Passage provided
# C compiler not working



## Ashira (Apr 14, 2001)

Forgove me if this has been posted before (I haven't seen it) but I installed the dev tools and the C compiler doesn't work. I'm trying to learn C as a prelude to Obj-C. When trying to cc test.c I get a few hundred lines of errors with the include files:

/usr/include/gcc/darwin/2.95.2/g++/streambuf.h:378: syntax error, found `::'
/usr/include/gcc/darwin/2.95.2/g++/iostream.h:50: syntax error, found `*'
/usr/include/gcc/darwin/2.95.2/g++/streambuf.h:379: undefined type, found `virtual'

and so on. I have a very simple Hello World style program I'm trying to compile as a test and I did manage to get it to work with c++ test.c but I assume this'll only work for a short while until the differences in C/C++ start cropping up.

This is after a reformat and reinstall (for other reasons also) of 9.1, X and Dev Tools. Any suggestions?

Requests
(a) According to the forum thread, why does the poster expect compiling with c++ test.c to work only for a short while? Answer in one to three sentences.
(b) Set down word for word the part of the forum thread starting with "Forgove me if" and going on through "start cropping up.".
The lines after this point have no connection to the forum thread.

Excerpted data
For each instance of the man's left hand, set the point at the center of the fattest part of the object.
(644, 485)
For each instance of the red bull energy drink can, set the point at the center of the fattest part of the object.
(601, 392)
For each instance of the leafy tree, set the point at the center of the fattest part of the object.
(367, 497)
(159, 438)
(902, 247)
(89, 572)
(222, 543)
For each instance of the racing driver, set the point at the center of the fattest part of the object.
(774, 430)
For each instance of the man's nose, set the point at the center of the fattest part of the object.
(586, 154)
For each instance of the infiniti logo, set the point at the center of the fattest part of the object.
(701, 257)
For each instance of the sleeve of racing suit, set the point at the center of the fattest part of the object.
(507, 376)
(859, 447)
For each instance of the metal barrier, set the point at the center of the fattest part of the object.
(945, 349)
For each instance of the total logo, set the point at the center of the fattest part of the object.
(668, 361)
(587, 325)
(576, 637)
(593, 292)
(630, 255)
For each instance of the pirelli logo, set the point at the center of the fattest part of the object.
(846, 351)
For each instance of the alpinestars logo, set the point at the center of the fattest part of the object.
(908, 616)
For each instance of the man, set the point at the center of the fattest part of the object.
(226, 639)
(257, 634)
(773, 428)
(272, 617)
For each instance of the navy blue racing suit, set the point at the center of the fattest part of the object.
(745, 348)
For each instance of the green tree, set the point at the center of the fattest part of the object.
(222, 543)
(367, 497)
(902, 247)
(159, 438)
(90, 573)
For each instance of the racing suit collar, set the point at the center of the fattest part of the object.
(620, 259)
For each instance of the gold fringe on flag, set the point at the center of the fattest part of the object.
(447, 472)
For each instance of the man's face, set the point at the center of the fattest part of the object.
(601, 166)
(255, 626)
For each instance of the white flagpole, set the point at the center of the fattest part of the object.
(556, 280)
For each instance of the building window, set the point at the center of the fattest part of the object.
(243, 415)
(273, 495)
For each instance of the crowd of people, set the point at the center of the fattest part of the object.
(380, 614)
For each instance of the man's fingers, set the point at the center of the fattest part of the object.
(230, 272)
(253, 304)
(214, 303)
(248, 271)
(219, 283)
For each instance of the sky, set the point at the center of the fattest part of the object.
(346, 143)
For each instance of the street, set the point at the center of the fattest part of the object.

Solved problems
(a) The poster is compiling only a very simple Hello World-style program. They assume that once the differences between C and C++ start cropping up, compiling their C code as C++ will no longer work.

(b)
Forgove me if this has been posted before (I haven't seen it) but I installed the dev tools and the C compiler doesn't work. I'm trying to learn C as a prelude to Obj-C. When trying to cc test.c I get a few hundred lines of errors with the include files:

/usr/include/gcc/darwin/2.95.2/g++/streambuf.h:378: syntax error, found `::'
/usr/include/gcc/darwin/2.95.2/g++/iostream.h:50: syntax error, found `*'
/usr/include/gcc/darwin/2.95.2/g++/streambuf.h:379: undefined type, found `virtual'

and so on. I have a very simple Hello World style program I'm trying to compile as a test and I did manage to get it to work with c++ test.c but I assume this'll only work for a short while until the differences in C/C++ start cropping up.